What needs to be done = Once the line holding "Target: shallow floodwater" is found in the listing below, write it out and each later line exactly, up to and including the one holding "Target: clump of grass".

---------- Records supplied ----------

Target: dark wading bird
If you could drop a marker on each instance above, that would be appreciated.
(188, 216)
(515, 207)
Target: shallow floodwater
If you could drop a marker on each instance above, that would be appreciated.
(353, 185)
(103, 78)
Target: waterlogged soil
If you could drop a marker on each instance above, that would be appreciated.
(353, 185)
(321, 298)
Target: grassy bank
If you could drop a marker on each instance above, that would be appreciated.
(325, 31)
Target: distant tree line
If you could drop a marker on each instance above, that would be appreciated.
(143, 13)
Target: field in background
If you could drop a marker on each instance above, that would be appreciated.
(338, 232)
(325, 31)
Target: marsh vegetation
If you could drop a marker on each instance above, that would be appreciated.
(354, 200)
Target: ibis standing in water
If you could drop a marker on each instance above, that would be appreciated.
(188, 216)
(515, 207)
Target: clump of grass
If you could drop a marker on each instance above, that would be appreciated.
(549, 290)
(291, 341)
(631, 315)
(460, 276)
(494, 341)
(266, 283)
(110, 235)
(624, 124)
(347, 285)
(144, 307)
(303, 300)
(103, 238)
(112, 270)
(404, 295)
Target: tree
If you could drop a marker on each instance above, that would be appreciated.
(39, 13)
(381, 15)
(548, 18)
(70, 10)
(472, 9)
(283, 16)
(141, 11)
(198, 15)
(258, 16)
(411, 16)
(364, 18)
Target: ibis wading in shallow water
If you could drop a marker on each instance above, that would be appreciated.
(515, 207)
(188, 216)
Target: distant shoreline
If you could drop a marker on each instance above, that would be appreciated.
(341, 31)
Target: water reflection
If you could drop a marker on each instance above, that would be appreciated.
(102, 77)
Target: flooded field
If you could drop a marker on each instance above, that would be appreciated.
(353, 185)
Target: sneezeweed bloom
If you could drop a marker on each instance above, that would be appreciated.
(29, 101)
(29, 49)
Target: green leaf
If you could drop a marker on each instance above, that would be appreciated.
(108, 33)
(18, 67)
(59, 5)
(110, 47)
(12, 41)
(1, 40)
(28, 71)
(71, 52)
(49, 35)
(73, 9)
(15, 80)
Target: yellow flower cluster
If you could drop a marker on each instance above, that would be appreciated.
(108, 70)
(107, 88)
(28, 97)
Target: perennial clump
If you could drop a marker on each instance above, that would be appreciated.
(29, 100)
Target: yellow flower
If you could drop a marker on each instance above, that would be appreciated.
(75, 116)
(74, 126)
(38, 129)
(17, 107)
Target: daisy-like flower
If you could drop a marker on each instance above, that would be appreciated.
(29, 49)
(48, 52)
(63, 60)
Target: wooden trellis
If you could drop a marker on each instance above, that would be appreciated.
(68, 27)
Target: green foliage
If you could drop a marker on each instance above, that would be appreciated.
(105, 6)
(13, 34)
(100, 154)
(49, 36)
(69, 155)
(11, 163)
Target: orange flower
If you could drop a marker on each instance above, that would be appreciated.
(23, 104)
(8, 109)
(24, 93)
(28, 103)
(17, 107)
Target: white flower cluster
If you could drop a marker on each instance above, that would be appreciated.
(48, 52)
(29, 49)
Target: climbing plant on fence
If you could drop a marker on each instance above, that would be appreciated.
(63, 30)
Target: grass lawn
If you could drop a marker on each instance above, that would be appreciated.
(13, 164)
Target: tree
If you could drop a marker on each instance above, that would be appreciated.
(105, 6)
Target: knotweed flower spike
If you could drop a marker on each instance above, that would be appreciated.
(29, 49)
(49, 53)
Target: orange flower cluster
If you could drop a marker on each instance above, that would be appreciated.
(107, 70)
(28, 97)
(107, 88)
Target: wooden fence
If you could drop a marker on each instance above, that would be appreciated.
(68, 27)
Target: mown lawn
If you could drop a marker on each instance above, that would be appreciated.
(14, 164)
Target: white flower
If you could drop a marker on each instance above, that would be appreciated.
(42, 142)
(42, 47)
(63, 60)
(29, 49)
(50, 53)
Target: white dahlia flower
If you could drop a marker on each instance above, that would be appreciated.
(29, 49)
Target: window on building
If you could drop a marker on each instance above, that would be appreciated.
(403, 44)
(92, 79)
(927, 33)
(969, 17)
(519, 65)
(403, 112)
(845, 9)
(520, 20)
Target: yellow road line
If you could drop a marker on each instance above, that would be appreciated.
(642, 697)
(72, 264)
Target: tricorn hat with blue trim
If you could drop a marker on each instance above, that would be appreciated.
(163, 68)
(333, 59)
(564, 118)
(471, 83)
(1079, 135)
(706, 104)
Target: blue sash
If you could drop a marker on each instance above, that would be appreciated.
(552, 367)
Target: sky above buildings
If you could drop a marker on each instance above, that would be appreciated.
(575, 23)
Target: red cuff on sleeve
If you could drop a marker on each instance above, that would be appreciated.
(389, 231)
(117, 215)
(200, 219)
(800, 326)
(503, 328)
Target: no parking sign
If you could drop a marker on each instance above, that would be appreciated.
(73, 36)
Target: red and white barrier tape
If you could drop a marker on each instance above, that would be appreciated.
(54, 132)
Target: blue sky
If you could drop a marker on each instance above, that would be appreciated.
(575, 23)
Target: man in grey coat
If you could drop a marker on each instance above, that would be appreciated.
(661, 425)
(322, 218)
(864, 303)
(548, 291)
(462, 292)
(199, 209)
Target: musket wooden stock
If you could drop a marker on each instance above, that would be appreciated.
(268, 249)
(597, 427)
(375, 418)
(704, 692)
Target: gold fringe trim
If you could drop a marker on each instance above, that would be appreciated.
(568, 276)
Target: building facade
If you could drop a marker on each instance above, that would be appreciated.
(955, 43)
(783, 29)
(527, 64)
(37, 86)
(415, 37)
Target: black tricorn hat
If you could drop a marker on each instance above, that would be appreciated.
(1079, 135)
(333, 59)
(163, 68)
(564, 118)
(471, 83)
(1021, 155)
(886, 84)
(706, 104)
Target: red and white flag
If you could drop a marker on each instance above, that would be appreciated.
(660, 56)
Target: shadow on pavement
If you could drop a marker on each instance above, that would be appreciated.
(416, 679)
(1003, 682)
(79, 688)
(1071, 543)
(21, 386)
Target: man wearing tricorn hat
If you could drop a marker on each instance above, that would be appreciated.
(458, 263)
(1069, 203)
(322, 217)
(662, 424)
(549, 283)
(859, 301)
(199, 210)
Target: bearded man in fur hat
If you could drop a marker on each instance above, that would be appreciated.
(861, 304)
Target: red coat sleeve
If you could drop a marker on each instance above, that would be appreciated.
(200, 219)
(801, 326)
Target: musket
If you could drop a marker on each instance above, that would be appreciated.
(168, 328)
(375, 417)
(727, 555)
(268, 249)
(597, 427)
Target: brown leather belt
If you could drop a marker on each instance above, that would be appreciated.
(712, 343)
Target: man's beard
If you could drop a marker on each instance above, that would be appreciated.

----------

Result of the task =
Target: shallow floodwater
If you could drop a marker on each instance above, that would be appreciated.
(353, 185)
(103, 78)
Target: waterlogged soil
If you could drop a marker on each instance above, that would be appreciated.
(353, 185)
(321, 298)
Target: grassy bank
If you could drop a marker on each instance above, that would be appreciated.
(325, 31)
Target: distant tree line
If you could drop a marker on each instance above, that would be appreciated.
(143, 13)
Target: field in background
If you could drop a marker on each instance above, that would be appreciated.
(338, 232)
(325, 31)
Target: marsh vegetation
If you could drop a marker on each instance above, that would be appreciated.
(354, 200)
Target: ibis standing in water
If you could drop a marker on each instance above, that would be appreciated.
(188, 216)
(515, 207)
Target: clump of grass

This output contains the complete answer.